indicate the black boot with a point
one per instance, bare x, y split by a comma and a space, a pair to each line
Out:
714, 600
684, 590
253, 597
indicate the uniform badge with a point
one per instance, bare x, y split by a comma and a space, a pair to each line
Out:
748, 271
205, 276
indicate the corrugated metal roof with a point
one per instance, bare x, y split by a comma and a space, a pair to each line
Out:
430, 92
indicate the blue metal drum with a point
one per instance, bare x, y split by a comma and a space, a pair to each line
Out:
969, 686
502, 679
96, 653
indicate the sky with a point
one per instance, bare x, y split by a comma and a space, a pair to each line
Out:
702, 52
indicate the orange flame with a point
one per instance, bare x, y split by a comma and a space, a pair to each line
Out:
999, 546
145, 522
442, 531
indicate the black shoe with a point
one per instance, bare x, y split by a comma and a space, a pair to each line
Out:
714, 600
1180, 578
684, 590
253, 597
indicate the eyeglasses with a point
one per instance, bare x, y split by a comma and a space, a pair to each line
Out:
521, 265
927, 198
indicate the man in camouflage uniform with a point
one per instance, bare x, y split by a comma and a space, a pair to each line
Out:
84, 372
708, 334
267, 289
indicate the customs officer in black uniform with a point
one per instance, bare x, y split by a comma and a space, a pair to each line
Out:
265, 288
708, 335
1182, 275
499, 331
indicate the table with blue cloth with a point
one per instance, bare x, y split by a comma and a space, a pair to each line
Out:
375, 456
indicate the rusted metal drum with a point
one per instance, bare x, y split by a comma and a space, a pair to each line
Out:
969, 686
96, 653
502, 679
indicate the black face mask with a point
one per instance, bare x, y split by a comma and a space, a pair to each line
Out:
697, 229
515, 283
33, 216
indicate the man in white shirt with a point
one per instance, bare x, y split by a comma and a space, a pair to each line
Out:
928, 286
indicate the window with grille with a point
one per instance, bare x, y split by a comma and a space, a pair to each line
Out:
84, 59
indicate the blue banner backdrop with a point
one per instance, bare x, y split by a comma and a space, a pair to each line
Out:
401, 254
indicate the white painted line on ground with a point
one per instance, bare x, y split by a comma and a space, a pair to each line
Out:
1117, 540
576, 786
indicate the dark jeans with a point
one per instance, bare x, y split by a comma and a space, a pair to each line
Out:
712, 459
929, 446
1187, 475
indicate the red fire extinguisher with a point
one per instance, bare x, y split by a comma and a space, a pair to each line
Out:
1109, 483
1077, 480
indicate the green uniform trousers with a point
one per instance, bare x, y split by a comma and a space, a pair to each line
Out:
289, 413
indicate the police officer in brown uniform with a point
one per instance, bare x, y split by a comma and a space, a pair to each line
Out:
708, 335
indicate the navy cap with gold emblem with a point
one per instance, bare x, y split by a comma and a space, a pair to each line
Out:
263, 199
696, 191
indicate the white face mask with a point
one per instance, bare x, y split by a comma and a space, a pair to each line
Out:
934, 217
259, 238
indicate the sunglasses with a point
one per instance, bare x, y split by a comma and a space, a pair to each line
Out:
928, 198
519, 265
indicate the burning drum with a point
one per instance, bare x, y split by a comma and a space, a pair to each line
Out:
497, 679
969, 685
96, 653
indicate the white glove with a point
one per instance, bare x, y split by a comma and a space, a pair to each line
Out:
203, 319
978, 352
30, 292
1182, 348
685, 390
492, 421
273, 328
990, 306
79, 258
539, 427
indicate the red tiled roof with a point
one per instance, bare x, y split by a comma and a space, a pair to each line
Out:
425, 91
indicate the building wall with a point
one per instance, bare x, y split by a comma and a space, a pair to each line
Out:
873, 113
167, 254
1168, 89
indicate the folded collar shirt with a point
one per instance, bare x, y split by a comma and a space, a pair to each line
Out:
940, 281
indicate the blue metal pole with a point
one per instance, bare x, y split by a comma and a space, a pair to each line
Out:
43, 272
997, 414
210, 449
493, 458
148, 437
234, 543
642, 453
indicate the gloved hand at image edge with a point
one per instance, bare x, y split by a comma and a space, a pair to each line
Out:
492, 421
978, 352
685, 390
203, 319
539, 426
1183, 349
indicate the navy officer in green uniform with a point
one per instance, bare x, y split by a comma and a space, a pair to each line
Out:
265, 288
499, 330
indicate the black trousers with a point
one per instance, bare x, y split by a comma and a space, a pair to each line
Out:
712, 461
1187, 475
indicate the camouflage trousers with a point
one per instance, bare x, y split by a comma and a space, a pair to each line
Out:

▸ **Instructions for the task**
Reproduce only the lines running from the one that contains "indicate the folded collar shirt with a point" to the last line of the records.

▸ **Exercise result**
indicate the folded collar shirt with a point
one per instance, bare x, y split by a comma and a space, a pair to each line
Out:
940, 281
indicate the blue metal pole with a point
one per instance, bare x, y split by a comma and a space, a pair to each line
Out:
43, 272
997, 414
210, 449
493, 458
148, 437
234, 543
642, 453
indicate the gloved hand at image edge with a point
one per instance, bare x, y split by a comma and a space, a pair to each line
Out:
492, 421
978, 352
685, 390
203, 319
539, 426
1183, 349
indicate the navy officer in green uniform with a point
one per instance, bare x, y split by a comma and a space, a pair to each line
Out:
265, 288
499, 330
indicate the black trousers with a point
one per instance, bare x, y split by a comma and a space, a pair to each line
Out:
712, 461
1187, 475
indicate the camouflage trousers with a point
one per instance, bare x, y split by a comma and a space, a pair to each line
Out:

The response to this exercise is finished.